Excerpt:
-----
The following is the fifth in a series of blog posts on this topic that are meant to be read together. Links to the previous articles may be found at the bottom of this page. The series as a whole is also meant to accompany a collection of related articles currently being posted on the website Reformation21. Links to those articles can likewise be found at the bottom of this page.

I have mentioned that the Abrahamic Covenant is, in my opinion, more difficult to understand than the other biblical covenants because of the differing natures of the covenant initiation in Genesis chapter 15 and the re-initiation in Genesis chapter 17: the former seems to be unconditional while the latter is clearly conditional. This divergence is of such a degree that it almost begs the question, “Are these two different covenants?” Such a notion is no doubt radical, departing from the mainstream of biblical interpretation…but I am a Baptist, after all.

Fear not! I have no intention of doing to the Abrahamic Covenant what Solomon once threatened to do to an infant. If there were two different Abrahamic Covenants, I would expect the biblical authors to make some mention of this rather important fact. What I am suggesting is not that there are two Abrahamic Covenants, but that two different covenants came out of the Abrahamic Covenant, or if you like, they were initiated as a result of it. The Abrahamic Covenant itself contains traces of both of these later covenants. Their names should be well-known to even the most casual biblical observer: the Old and New Covenants.

About this covenantal duo scripture has much to say, so I believe I am standing on firmer ground. The first thing we must note, and a rather essential thing at that, is that Abraham has two different progenies. On the one hand, he has a line of physical descendants who share his DNA. On the other, he has a line of spiritual descendants who share his faith. This point was clearly explicated by the Apostle Paul.

“Is this blessing then on the circumcised, or on the uncircumcised also? For we say, ‘Faith was credited to Abraham as righteousness.’ How then was it credited? While he was circumcised, or uncircumcised? Not while circumcised, but while uncircumcised; and he received the sign of circumcision, a seal of the righteousness of the faith which he had while uncircumcised, so that he might be the father of all who believe without being circumcised, that righteousness might be credited to them, and the father of circumcision to those who not only are of the circumcision, but who also follow in the steps of the faith of our father Abraham which he had while uncircumcised. For the promise to Abraham or to his descendants that he would be heir of the world was not through the Law, but through the righteousness of faith. For if those who are of the Law are heirs, faith is made void and the promise is nullified; for the Law brings about wrath, but where there is no law, there also is no violation. For this reason it is by faith, in order that it may be in accordance with grace, so that the promise will be guaranteed to all the descendants, not only to those who are of the Law, but also to those who are of the faith of Abraham, who is the father of us all, (as it is written, ‘A father of many nations have I made you’) in the presence of Him whom he believed, even God, who gives life to the dead and calls into being that which does not exist.”

Romans 4:9-17

This was an exceedingly radical notion for first-century Jews who had been raised their whole lives with an “us vs. them” mentality in regard to the Gentiles. The Jews believed that because God had chosen them and granted them the Law, they alone had special access to him. If a non-Jew wanted to become one of Yahweh’s people, he or she would have to formerly convert to Judaism, essentially taking on a new ethnicity in addition to a new religion. While many other nations persecuted the people of Israel, they took great pride in their descent from Abraham.
-----
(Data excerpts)
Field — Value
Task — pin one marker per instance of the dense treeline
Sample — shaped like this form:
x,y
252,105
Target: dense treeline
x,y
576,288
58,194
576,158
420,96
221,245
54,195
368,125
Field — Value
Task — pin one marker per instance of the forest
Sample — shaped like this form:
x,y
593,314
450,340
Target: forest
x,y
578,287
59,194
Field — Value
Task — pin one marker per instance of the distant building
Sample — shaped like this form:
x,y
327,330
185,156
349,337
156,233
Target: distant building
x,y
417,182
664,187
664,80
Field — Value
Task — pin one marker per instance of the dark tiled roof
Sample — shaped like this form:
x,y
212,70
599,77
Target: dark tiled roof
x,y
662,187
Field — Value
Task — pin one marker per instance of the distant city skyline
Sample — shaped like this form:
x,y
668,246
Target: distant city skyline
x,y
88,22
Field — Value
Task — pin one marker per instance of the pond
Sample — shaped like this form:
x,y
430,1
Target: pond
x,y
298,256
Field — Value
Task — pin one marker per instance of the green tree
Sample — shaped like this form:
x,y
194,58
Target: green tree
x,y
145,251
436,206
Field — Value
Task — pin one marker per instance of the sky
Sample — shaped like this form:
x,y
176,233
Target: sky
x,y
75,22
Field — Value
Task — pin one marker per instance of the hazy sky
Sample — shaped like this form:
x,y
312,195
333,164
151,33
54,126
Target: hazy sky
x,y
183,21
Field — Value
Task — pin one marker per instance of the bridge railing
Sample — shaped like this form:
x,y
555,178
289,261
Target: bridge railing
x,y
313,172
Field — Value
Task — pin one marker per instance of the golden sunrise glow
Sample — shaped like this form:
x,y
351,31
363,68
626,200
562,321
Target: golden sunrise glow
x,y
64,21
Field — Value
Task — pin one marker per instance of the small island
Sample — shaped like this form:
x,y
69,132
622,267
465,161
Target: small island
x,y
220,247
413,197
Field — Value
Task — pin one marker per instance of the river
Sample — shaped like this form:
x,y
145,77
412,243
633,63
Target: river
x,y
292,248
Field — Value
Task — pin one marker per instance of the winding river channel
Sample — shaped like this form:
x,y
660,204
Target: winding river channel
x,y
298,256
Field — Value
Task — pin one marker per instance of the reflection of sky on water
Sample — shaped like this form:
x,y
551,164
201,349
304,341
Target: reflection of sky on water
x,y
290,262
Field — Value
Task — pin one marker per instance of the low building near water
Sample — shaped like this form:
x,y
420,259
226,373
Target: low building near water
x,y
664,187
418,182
-----
Apply what you read:
(1) According to the blog post, what are the two covenants that came out of the Abrahamic Covenant?
(2) Rewrite the paragraph of the blog post that begins "About this covenantal duo" as a short bulleted list that keeps its main facts.
(3) Do these statements agree with the blog post? Answer yes or no for each, and quote the words that decide it.
(a) The covenant initiation in Genesis chapter 15 is described as clearly conditional.
(b) The author identifies as a Baptist.
(c) First-century Jews believed they alone had special access to God.
Answer using only the blog post.

Answers provided:
(1) The Old and New Covenants.

(2)
- Scripture says much about the Old and New Covenants, so the author believes he is on firmer ground.
- Abraham has two different progenies.
- One is a line of physical descendants who share his DNA.
- The other is a line of spiritual descendants who share his faith.
- The Apostle Paul explained this point clearly.

(3)
(a) No: "the former seems to be unconditional while the latter is clearly conditional."
(b) Yes: "but I am a Baptist, after all."
(c) Yes: "they alone had special access to him."